§ WORK INSTRUCTION 1
From the REPowerEU article, extract the passage starting with "Solar loomed especially" and going on through "marginal emissions reductions.", copying it word for word.
§ WORK INSTRUCTION 2
Answer these questions using the REPowerEU article:
(a) What 2030 renewables share target does the plan set for the bloc?
(b) What solar PV capacity does the plan aim for by 2025?
(c) Who hosted the Cleanpower 2022 event, and in which state?
§ WORK INSTRUCTION 3
Write the next part of the REPowerEU article, picking up after its last sentence.

§ EXTRACT

“We must reduce rapidly our reliance on Russian energy. We can.” That was the rallying cry from European Commission president Ursula von der Leyen as Brussels put flesh on the bones of its REPower EU plan for green-led energy independence from Putin’s gas.

As expected, the €300bn ($316bn) plan includes a higher 2030 renewables share target for the bloc – 45% instead of 40%, faster permitting of projects, recognition of renewable energy as an “overriding public interest” and increased goals for wind and solar.

The commission also wants to see dedicated ‘go-to' areas for renewables put in place by member states with shortened and simplified permitting processes in areas with lower environmental risks.

Solar loomed especially large in the REPowerEU proposals with an “ambitious but realistic” aim of doubling PV capacity to 320GW by 2025, and a further boost to almost 600GW by 2030. That goes hand-in-glove with plans reported last week by Recharge to seed a European solar manufacturing renaissance.

Last, but by no means least, REPowerEU saw a clutch of measures designed to wean the bloc off grey hydrogen – which is generated with fossil fuels – and towards the green, renewables-powered variety, including a carbon contracts for difference subsidies scheme.

Recharge revealed soon after the announcement how Brussels is expecting to see 1.3 million tonnes of green hydrogen to be blended into the natural gas network by 2030, according to a document published as part of the package, raising the spectre of even higher heating costs for consumers with only marginal emissions reductions.

On the other side of the Atlantic, the focus of the US renewables industry was on the Cleanpower 2022 event hosted in Texas by American Clean Power (ACP).

§ SUPPLIED ENTRIES
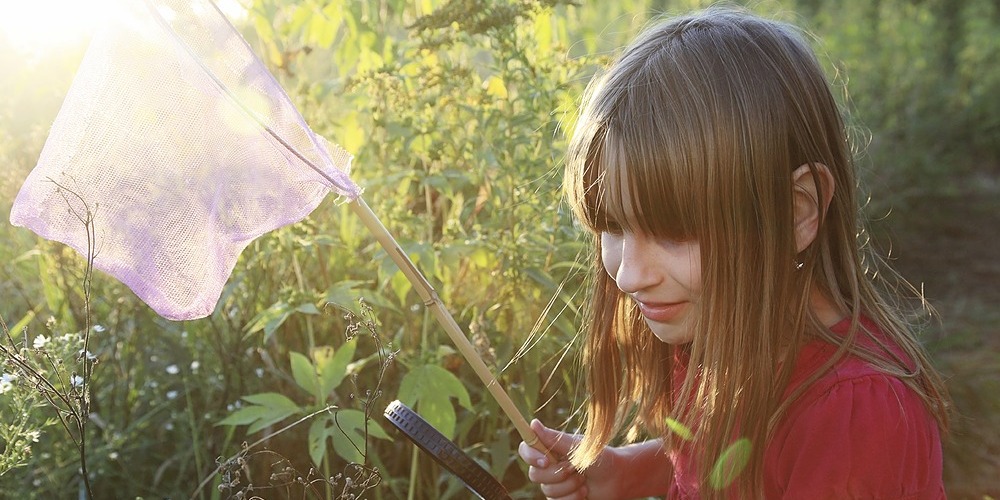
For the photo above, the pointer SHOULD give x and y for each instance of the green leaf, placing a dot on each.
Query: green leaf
(730, 464)
(428, 389)
(305, 375)
(270, 319)
(346, 428)
(331, 366)
(268, 408)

§ RESPONSE AREA 1
Solar loomed especially large in the REPowerEU proposals with an “ambitious but realistic” aim of doubling PV capacity to 320GW by 2025, and a further boost to almost 600GW by 2030. That goes hand-in-glove with plans reported last week by Recharge to seed a European solar manufacturing renaissance.

Last, but by no means least, REPowerEU saw a clutch of measures designed to wean the bloc off grey hydrogen – which is generated with fossil fuels – and towards the green, renewables-powered variety, including a carbon contracts for difference subsidies scheme.

Recharge revealed soon after the announcement how Brussels is expecting to see 1.3 million tonnes of green hydrogen to be blended into the natural gas network by 2030, according to a document published as part of the package, raising the spectre of even higher heating costs for consumers with only marginal emissions reductions.

§ RESPONSE AREA 2
(a) 45%, instead of 40%.
(b) 320GW.
(c) American Clean Power (ACP), in Texas.

§ RESPONSE AREA 3
The challenges the US wind and solar sectors faced last year were clear to see when ACP released its annual market report for 2021, a catalogue of Covid-related supply chain disruption, inflation and federal policy uncertainty that delayed capacity additions.

Those headwinds persist, and Vestas executives told Recharge that a desire to cause minimal extra pain to the supply chain helped inform its latest new wind turbine variant, the V163-4.5MW that shares many features of the existing V150.

Rival OEM GE – confirmed by updated ACP figures as US market leader last year – was also busy unveiling its own “future needs-tailored” turbine, the 3.0-3.4MW Sierra, putting other manufacturers on notice that it is shifting up a gear to compete in a market segment it sees having key growth potential.

Whatever the short-term challenges, nobody sees the long-term prospects for US renewables as anything but bright, not least because of the ambition of states such as Oklahoma, which Recharge reported has ambitions to consolidate its success in wind power with leadership positions in electric vehicle, green hydrogen and renewable power export markets.

Floating wind power is on a global roll and the excitement around the sector was palpable at the annual FOWT industry conference in Montpellier, France.

As Recharge reported, however, floating wind’s rapid move into the mainstream will soon leave it facing the same policy challenges as its longer-established cousin, with several high-ranking officials refusing to rule out the type of negative bidding that has already caused controversy in fixed-foundation offshore auctions.

Floating’s inexorable expansion drive continued, meanwhile, with Irish renewables start-up Simply Blue launching plans for a pair of gigascale floating wind projects in Sweden, and partners Falck Renewables and BlueFloat Energy beginning local stakeholder engagement for a near-1GW floating wind project off coast of Italian island of Sardinia.

Analyst group Wood Mackenzie, in its latest growth forecast for the offshore wind sector, expects 8GW of some 330GW expected online by 2030 will be made up by floating arrays.